- Task goal -
Pictures aside, return every line below exactly as written.

- Provided data -
Start of Block
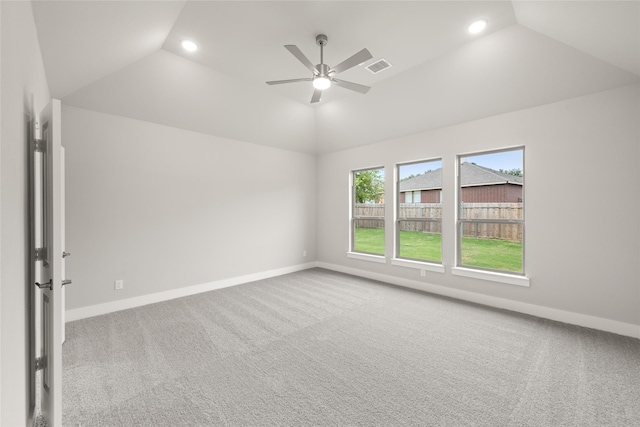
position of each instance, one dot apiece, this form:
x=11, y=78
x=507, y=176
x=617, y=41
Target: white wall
x=582, y=203
x=163, y=208
x=22, y=74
End of Block
- Written answer -
position of each instance, one dot apiece, this form:
x=11, y=78
x=507, y=176
x=617, y=41
Target: white wall
x=582, y=203
x=163, y=208
x=22, y=74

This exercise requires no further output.